Given text:
__________
Dr. Heller writes that this letter may be carried to other ferret forums
and ferret newsletters as long as it appears in its entirety without
changes, and with full attribution of Dr. Heller and her hospital.
 
Only a short time remains before it will be too late to get in
letters in time to meet the 11/18/05 APHIS deadline for trying to get
ferret-specific APHIS standards designed by ferret veterinarians, a move
desired to save ferret lives.  Letters right now are worth so very much
to protect ferrets.
 
---
 
Ruth L. Heller, DVM
Borderbrook Animal Hospital
374 1 William Penn Highway
Murrysville, PA 15668
(724) 327-2200
 
Docket No. 04-088-1
Regulatory Analysis and Development, PPD, APHIS, Station 3C7 1
4700 River Road Unit 1 18
Riverdale, MD 20737-1238
October 26,2005
 
To Whom it May Concern:
 
This letter is to congratulate you for taking the time and effort needed
to consider the current lack of protection for ferret kits being sold
through pet stores.  As ferrets become more and more popular, the lack
of standards that require them to be shipped and sold with consideration
to their physical and developmental needs becomes an ever more pressing
danger to them.  Kits are taken from their mothers at very early ages,
sometimes prior to their eyes opening, subjected to a major surgery, and
shipped even before they should be weaned.
 
As a long-time ferret owner, a veterinarian with a special interest in
ferret medicine, and for the past several years, a hobby breeder of
ferrets, I can say that I have seen both health and social differences
between kits that are taken from their mothers at early ages and those
allowed to remain with them until natural weaning occurs.  The kits that
are allowed to be with their mother and litter mates are far healthier as
far as bone density, muscle development, social interaction skills, etc.
__________
Record excerpts:
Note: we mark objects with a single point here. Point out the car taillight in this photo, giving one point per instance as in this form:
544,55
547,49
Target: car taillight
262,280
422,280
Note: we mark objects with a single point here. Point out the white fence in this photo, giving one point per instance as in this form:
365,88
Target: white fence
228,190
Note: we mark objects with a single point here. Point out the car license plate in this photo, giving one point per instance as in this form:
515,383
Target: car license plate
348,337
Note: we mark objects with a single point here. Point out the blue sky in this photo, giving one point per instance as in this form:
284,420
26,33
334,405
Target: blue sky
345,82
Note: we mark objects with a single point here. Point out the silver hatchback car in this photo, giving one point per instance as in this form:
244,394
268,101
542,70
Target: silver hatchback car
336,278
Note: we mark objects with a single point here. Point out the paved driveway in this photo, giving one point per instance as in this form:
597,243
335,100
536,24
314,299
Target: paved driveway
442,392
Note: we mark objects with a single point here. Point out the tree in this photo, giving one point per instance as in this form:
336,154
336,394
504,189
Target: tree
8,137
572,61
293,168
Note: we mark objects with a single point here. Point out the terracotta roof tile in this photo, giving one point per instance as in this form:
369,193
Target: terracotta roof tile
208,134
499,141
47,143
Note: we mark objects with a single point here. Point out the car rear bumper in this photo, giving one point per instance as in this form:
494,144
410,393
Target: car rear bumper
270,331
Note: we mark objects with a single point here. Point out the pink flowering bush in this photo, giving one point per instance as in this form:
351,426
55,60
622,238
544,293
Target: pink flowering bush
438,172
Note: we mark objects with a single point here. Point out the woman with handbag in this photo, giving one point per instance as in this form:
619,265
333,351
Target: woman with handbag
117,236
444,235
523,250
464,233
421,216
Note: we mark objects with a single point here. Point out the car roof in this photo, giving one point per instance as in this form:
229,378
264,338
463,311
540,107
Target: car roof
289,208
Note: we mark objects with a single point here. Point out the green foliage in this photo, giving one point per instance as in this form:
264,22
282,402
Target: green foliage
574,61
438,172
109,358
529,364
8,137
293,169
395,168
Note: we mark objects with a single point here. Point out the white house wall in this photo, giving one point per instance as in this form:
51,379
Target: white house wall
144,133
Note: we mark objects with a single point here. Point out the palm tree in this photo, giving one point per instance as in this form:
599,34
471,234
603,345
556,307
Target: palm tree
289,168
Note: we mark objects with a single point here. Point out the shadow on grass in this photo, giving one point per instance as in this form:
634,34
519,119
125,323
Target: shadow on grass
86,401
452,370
__________
Exercise requirements:
1/ According to the letter on ferret kits, which hospital is Ruth L. Heller with?
2/ Pick up the letter on ferret kits after its last sentence and keep writing it.
The lines that come after the letter about ferret kits aren't needed here.

Per-task outputs:
1/ Borderbrook Animal Hospital

2/
Those that are taken away earlier are retarded in their development,
often leading to later life health issues such as fabric sucking and
chewing, inability to interact appropriately with other ferrets, and
stunted growth.
 
In addition to that, the stress of shipping at a very vulnerable time
physically can lead to very serious problems.  I have seen kits arrive at
stores (and be sold) when dehydrated, with fractured jaws, with infected
surgical incisions.  I have seen kits that are incapable of eating the
food provided for them because their developmental stage is still at the
point where they cannot eat solid food.
 
I urge you to thoroughly evaluate the situation and provide care and
shipping standards for these animals that will protect them from the
above problems.  A minimum age at shipping of eight weeks would allow
them to be weaned naturally, to have the ability to eat solid foods
without difficulty, to develop greater bone strength and greater ability
to withstand the traumas of surgery and shipping itself.  That age is
easy to ascertain based on teeth eruption.
 
Temperature standards should be set to protect them from being shipped
in times when extreme cold or excess heat will cause them distress and
damage.
 
Thank you for looking at this important issue.